> [WHAT YOU WILL DO]:
Continue the blog entry below about a frustrating day at a church office job, picking up after its final sentence.

> [EXCERPT PROVIDED]:
Shit Happens

Tuesday, February 22, 2005

Frustrated

I remember why I never have anything to do at work, because they give it to me all at once! The pastor wants to me make a church bulletin, in addition to the 2 youth bulletins I already do, and a parent one. Which shouldn't be a big deal, I can edit and do layouts ok. But he's acting like I should come up with magical copy to fill 2 pages. I don't even go to church, let alone here. The the fuck would I write about? I am not going to look up what is "hip" in bible news today. I need to protect the little integrity I have left.

I forgot to fax this print usage report, which will cost the church $100. Before I got here, one of the Pastors forgot to do it, so at least I'm not alone. I'm faxing it today, late, which won't make a difference. But they won't know until they get the bill and then I am going to feel even worse. They don't provide me with a calendar, and I only have a daily one on my desk, nothing to remind me to fax this stupid copy report. I'll come up with a new system by tomorrow. (probably just print my own calendar in Publisher)

> [STORED DATA]:
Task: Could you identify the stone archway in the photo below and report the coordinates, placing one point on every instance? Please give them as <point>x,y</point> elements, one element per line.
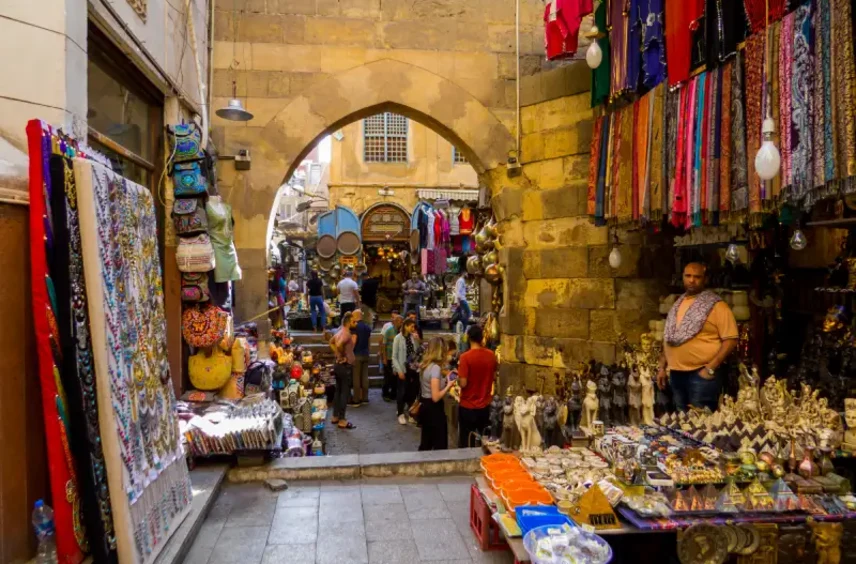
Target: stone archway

> [RESULT FOR THIS EXERCISE]:
I have this budget stuff I need to do in excel, but I don't really know how to do anything in excel except make plain spread sheets and input data. Some of the data that needs to be input is missing and the Pastor acts like I should be able to magically find it (it's not even that important) but the accountant has been keeping track of it up until now.

I realize I don't do shit most of the time, and I probably shouldn't complain, but it's frustrating to be given incomplete directions and projects I can't finish until they get around to giving me the information.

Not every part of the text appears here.